# Material provided
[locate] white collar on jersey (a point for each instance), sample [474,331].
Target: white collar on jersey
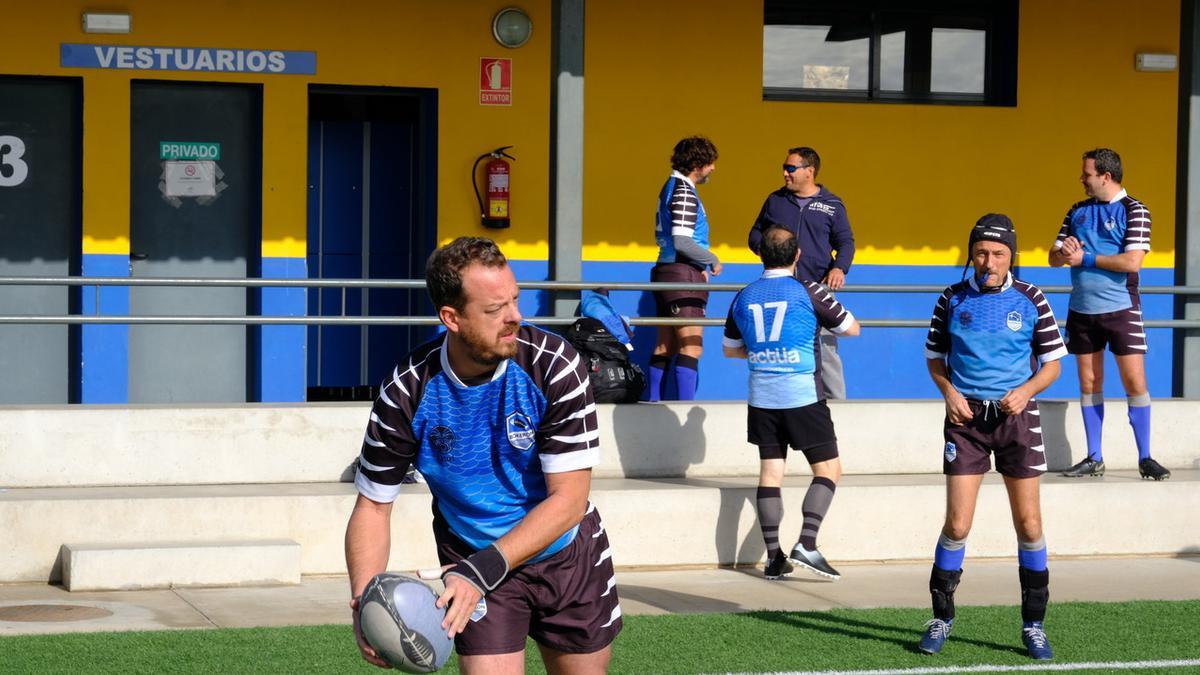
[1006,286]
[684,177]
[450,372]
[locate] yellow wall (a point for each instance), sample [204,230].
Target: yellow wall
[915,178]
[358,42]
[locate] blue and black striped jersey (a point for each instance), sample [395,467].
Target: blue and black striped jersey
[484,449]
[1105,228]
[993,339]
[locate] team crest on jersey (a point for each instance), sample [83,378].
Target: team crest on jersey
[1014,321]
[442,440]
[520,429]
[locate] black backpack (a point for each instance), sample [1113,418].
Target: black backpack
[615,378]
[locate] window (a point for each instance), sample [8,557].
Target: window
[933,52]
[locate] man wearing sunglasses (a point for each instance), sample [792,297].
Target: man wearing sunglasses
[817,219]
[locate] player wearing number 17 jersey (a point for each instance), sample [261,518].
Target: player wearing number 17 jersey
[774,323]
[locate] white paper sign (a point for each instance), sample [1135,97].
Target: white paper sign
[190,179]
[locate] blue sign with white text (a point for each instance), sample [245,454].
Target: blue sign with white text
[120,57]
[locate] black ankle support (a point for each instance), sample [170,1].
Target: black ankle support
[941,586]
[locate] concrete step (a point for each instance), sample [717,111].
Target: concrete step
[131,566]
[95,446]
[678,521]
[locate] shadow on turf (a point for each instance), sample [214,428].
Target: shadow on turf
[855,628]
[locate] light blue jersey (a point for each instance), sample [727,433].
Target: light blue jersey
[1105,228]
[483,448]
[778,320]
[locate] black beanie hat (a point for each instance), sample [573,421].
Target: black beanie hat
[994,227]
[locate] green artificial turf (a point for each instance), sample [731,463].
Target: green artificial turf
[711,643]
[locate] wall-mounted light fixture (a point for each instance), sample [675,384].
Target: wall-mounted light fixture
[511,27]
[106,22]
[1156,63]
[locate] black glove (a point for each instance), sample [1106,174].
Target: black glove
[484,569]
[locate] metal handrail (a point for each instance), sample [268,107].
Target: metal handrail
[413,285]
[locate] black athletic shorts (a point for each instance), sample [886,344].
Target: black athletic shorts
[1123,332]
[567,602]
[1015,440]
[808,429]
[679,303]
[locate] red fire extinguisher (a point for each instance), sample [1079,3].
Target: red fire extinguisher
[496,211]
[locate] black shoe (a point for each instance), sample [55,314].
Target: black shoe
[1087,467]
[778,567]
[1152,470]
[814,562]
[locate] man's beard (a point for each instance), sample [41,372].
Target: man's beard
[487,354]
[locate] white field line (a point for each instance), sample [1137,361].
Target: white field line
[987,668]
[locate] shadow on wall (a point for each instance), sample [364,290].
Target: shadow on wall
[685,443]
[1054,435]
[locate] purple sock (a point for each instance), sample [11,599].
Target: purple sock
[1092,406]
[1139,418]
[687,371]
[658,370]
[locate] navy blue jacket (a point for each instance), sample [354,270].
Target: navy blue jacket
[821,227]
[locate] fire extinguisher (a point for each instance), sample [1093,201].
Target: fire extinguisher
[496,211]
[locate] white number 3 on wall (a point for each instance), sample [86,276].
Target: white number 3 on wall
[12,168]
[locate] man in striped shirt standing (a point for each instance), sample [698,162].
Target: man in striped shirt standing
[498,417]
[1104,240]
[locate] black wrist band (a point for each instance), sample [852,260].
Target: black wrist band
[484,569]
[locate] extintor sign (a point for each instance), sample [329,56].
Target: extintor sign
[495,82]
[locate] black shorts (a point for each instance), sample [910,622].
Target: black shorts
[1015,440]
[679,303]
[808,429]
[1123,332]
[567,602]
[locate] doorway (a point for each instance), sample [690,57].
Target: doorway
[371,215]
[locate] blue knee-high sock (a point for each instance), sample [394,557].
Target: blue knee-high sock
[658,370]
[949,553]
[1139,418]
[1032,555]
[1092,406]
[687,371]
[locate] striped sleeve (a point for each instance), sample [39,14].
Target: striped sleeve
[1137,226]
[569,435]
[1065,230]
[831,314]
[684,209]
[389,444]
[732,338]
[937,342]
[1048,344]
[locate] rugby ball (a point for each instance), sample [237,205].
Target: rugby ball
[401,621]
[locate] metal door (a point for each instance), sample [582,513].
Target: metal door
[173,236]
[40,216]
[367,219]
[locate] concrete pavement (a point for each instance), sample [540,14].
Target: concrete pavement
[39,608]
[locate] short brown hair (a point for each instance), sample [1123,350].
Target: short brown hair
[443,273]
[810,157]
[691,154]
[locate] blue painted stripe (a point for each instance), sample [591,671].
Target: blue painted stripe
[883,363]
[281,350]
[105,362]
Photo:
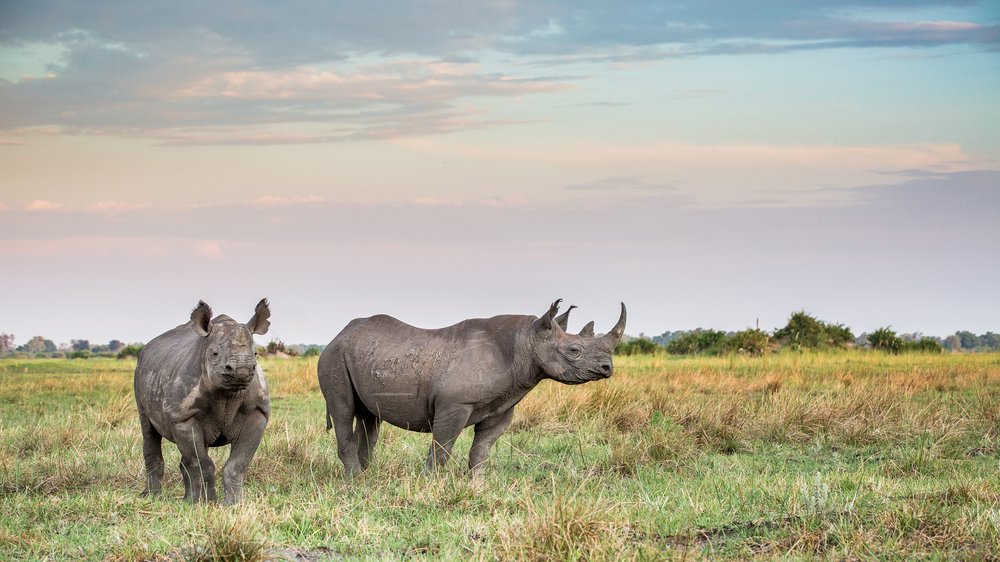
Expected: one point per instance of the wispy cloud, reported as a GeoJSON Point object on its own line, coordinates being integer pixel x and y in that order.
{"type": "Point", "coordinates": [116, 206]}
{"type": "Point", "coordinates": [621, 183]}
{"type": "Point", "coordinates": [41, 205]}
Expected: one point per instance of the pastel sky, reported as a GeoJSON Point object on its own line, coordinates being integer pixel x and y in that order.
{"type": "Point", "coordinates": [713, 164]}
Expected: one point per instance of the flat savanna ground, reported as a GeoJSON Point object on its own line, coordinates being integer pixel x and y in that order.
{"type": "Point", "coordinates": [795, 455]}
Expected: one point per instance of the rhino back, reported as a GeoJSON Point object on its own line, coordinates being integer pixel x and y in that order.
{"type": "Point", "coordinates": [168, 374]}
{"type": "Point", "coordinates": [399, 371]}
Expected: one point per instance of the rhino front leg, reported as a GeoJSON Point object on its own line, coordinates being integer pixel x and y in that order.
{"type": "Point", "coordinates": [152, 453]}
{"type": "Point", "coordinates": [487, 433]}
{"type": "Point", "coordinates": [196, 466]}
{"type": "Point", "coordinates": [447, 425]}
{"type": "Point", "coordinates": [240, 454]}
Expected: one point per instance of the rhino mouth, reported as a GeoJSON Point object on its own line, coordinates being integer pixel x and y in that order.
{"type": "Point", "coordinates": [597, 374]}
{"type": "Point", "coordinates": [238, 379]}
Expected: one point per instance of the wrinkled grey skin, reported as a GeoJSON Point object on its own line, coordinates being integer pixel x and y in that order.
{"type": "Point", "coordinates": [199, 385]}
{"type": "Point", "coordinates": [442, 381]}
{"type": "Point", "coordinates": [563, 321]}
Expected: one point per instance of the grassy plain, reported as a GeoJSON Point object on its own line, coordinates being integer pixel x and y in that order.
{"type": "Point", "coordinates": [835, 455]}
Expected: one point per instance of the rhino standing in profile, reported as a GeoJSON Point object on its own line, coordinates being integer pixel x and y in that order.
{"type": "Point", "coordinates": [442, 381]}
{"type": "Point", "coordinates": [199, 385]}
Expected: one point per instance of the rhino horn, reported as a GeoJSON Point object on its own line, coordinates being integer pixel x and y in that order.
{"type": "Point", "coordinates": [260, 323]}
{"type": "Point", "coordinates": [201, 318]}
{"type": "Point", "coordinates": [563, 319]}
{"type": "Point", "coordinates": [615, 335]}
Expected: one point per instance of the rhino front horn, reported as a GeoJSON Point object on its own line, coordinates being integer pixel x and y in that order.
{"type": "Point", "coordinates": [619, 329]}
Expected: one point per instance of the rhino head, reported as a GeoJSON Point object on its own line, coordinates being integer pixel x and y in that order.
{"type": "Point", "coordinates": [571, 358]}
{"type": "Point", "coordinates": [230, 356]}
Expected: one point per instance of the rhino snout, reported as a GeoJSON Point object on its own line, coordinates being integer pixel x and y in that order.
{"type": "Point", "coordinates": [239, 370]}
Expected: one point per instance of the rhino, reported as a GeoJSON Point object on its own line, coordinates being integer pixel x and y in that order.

---

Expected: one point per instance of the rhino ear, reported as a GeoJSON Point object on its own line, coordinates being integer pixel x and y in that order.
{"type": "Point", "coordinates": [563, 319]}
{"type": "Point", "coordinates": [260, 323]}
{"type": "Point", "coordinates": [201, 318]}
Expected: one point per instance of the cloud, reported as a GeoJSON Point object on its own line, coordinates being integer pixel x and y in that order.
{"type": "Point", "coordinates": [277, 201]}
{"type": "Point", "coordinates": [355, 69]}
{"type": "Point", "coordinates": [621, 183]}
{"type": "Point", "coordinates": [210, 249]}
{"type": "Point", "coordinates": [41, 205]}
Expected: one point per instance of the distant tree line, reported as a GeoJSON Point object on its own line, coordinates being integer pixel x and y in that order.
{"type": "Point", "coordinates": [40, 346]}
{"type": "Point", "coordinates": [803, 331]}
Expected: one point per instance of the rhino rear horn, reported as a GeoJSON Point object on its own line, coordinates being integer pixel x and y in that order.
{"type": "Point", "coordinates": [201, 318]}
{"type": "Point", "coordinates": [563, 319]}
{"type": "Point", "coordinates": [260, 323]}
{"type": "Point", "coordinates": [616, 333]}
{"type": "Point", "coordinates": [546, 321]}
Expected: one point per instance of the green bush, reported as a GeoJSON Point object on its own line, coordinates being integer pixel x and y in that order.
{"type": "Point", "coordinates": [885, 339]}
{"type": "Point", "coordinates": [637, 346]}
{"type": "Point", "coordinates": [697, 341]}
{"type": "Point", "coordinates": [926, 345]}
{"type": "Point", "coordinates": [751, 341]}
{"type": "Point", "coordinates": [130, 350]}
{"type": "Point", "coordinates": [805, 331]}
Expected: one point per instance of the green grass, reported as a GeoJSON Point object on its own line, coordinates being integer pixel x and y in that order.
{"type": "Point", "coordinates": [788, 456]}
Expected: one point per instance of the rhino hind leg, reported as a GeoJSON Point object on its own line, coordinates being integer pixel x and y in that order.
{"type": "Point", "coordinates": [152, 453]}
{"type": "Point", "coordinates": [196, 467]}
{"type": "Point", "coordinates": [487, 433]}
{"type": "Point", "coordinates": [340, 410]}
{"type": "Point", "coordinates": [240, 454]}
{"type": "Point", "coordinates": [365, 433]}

---

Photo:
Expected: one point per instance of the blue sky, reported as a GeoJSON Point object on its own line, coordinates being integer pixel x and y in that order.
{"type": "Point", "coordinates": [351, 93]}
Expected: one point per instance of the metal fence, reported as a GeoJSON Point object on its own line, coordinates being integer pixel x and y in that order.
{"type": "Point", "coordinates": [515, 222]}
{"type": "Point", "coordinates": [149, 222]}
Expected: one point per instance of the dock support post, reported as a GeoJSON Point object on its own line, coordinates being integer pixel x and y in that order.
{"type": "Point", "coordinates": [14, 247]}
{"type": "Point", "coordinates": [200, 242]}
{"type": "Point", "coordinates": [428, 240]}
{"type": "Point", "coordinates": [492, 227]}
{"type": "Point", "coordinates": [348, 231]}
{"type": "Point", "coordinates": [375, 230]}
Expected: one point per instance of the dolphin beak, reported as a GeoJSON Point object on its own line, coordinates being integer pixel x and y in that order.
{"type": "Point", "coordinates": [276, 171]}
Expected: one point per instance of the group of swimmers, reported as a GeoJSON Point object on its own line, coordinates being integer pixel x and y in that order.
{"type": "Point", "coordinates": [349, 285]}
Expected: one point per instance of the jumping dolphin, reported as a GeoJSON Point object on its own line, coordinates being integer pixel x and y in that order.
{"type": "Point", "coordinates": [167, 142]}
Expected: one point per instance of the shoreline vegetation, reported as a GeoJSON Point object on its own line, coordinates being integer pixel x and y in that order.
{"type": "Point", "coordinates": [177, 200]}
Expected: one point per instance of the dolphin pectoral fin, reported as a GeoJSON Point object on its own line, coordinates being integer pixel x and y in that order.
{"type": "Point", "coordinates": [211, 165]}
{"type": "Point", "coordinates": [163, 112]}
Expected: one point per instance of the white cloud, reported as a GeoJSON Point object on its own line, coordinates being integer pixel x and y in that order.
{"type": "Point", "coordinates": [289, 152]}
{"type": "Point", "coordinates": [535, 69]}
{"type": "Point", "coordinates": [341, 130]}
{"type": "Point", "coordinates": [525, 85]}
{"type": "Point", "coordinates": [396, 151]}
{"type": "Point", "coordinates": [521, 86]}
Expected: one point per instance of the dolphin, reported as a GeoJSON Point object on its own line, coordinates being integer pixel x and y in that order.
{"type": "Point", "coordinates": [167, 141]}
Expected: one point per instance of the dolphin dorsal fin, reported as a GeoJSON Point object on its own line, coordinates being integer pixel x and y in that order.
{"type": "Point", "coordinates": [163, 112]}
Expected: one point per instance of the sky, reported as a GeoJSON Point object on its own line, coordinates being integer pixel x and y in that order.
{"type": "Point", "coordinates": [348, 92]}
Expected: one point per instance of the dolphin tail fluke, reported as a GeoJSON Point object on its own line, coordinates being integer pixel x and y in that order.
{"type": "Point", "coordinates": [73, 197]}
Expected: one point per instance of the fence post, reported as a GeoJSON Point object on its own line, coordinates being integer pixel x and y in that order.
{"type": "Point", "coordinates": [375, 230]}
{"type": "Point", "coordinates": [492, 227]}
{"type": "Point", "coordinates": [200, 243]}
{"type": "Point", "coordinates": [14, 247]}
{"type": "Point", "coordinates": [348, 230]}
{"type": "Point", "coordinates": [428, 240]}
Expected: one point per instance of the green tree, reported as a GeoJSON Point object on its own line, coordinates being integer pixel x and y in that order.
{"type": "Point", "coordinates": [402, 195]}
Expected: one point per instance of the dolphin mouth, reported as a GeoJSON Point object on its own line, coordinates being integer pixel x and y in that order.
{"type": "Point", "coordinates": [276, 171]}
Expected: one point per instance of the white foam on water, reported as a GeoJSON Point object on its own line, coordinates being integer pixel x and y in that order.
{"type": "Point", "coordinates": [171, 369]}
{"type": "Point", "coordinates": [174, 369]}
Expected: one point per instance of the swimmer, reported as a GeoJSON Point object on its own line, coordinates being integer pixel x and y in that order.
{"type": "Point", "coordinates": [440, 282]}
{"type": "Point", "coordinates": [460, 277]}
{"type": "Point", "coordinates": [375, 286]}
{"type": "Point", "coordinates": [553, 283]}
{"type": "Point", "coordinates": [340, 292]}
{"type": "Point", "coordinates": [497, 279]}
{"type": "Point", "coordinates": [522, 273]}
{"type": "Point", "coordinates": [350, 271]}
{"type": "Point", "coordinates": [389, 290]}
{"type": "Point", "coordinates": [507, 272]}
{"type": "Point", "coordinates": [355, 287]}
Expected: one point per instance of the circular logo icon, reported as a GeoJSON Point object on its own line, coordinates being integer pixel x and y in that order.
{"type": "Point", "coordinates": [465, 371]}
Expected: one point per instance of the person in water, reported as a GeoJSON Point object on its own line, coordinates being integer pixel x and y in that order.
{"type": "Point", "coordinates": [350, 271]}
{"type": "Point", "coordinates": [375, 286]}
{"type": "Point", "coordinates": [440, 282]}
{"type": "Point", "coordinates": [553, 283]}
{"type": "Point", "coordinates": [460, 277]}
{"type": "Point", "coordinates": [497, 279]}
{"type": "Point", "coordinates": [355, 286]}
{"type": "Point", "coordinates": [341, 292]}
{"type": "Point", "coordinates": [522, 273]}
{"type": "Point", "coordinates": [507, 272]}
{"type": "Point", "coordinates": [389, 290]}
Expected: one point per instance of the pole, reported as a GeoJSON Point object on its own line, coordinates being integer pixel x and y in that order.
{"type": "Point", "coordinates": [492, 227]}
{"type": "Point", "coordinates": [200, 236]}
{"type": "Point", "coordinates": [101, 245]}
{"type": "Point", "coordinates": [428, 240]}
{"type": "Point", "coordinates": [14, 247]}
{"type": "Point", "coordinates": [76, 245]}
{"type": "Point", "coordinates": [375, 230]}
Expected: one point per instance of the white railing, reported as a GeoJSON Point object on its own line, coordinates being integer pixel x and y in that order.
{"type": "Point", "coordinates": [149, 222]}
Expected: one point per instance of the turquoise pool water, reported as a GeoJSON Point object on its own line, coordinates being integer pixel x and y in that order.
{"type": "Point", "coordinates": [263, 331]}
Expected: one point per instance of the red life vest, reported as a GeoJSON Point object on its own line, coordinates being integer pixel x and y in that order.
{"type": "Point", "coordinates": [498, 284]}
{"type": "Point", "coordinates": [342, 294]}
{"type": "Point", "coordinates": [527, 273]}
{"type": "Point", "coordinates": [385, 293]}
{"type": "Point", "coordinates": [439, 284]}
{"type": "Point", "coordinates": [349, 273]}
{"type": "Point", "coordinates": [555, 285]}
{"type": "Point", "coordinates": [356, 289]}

# What the exercise asks
Which lines run from the one holding "[locate] metal door" through the one holding "[locate] short brown" in the records above? Repeat them exactly, both included, and nothing more.

# Task solution
[locate] metal door (a point for each instance), sample [582,513].
Target: metal door
[173,236]
[40,216]
[367,219]
[locate] concrete pavement (a point for each instance), sample [540,14].
Target: concrete pavement
[39,608]
[locate] short brown hair (a point for each instance), sample [1123,350].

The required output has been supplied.